== Brief ==
Set each entry down exactly as written.

== Dataset records ==
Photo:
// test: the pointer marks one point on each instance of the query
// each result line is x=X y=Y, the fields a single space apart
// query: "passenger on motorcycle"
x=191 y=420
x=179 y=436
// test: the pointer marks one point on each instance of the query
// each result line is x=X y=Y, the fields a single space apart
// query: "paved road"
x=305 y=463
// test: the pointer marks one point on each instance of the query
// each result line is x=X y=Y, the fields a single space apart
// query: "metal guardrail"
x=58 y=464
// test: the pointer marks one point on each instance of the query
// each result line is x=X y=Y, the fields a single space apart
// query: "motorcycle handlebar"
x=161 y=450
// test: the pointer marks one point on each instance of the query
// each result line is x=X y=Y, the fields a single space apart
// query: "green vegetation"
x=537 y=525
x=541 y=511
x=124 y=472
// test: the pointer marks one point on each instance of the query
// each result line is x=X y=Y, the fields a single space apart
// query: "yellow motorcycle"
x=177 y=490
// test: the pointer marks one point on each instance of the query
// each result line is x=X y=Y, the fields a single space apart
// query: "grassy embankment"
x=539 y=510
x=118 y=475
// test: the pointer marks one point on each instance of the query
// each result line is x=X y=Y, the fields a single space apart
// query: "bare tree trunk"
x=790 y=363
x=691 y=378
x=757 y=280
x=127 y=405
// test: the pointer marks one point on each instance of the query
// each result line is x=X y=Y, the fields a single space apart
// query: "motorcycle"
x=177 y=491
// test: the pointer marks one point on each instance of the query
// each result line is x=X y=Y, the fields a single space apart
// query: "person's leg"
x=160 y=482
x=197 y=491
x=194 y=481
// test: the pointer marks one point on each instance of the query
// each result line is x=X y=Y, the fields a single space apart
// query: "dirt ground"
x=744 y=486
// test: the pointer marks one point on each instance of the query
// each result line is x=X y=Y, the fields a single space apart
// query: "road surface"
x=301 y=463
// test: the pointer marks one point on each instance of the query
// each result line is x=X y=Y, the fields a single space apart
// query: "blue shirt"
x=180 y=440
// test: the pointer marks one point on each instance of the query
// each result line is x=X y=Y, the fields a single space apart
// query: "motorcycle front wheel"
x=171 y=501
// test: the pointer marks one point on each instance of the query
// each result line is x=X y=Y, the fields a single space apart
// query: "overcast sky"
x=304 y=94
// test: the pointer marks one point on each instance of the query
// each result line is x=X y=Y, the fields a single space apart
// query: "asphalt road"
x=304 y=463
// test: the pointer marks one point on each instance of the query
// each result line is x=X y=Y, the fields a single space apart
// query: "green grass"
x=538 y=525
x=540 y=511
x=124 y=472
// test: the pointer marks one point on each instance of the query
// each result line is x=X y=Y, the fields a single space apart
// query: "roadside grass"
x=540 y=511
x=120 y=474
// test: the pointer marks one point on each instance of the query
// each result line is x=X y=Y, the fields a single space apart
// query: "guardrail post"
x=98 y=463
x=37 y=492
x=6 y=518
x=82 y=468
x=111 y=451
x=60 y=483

== Result of this task ==
Photo:
// test: the pointer marks one point on each instance of the query
// each result line is x=X y=Y, the fields a single space apart
// query: "passenger on motorcycle"
x=191 y=420
x=179 y=436
// test: the pointer marks one point on each instance of the query
// each result line is x=X y=Y, the fields a single space apart
// query: "paved road"
x=305 y=463
// test: the pointer marks one point on each instance of the query
// each result line is x=X y=Y, the fields a single space apart
// query: "metal guardrail"
x=58 y=464
// test: the pointer marks one point on each instance of the query
// each result line is x=X y=Y, the fields a single space apart
// query: "motorcycle handlebar"
x=161 y=450
// test: the pointer marks one point on each instance of the query
// each result line is x=X y=Y, the fields a single space apart
// query: "green vegetation"
x=537 y=525
x=541 y=511
x=124 y=472
// test: the pointer marks one point on each instance of the query
// each result line is x=X y=Y, the fields a single space apart
// query: "yellow motorcycle"
x=177 y=490
// test: the pointer marks one point on each instance of the query
// each result line is x=X y=Y, the fields a single space apart
// query: "grassy embankment"
x=539 y=510
x=118 y=475
// test: the pointer marks one point on each instance of the query
// each result line is x=X y=Y, the fields a single space apart
// query: "bare tree trunk"
x=790 y=363
x=691 y=378
x=757 y=280
x=127 y=405
// test: the pointer marks one point on each instance of the query
// each result line is x=X y=Y, the fields a single space apart
// query: "motorcycle"
x=177 y=491
// test: the pointer marks one point on each instance of the query
// each result line is x=X y=Y, the fields a single space apart
// query: "person's leg"
x=160 y=482
x=197 y=491
x=194 y=481
// test: the pointer marks one point on each instance of the query
// each result line is x=X y=Y, the fields a single space apart
// query: "dirt ground"
x=744 y=486
// test: the pointer marks one point on each instance of the query
// each result line is x=X y=Y, the fields a single space apart
// query: "road surface"
x=301 y=463
// test: the pointer marks one point on each instance of the query
// each result line is x=X y=Y, the fields a single space apart
// query: "blue shirt"
x=180 y=440
// test: the pointer marks one point on each instance of the query
// each result line is x=X y=Y, the fields a single space apart
// query: "motorcycle front wheel"
x=171 y=501
// test: the pointer marks one point on each instance of the query
// each result line is x=X y=Y, the fields a single space apart
// query: "overcast sky"
x=304 y=94
// test: the pointer marks one point on each instance of the query
// each result line is x=X y=Y, the fields a single space apart
// query: "asphalt road"
x=304 y=463
// test: the pointer marks one point on each instance of the query
// each result line is x=X y=Y, the fields a single space apart
// query: "green grass"
x=538 y=525
x=540 y=511
x=124 y=472
// test: the pointer marks one point on each instance of the query
// each result line is x=X y=Y, the fields a single space apart
// query: "roadside grass"
x=540 y=511
x=120 y=474
// test: the pointer marks one point on each instance of the query
// each result line is x=X y=Y, the fields a single space apart
// query: "guardrail post"
x=98 y=463
x=37 y=492
x=6 y=518
x=82 y=468
x=111 y=451
x=60 y=483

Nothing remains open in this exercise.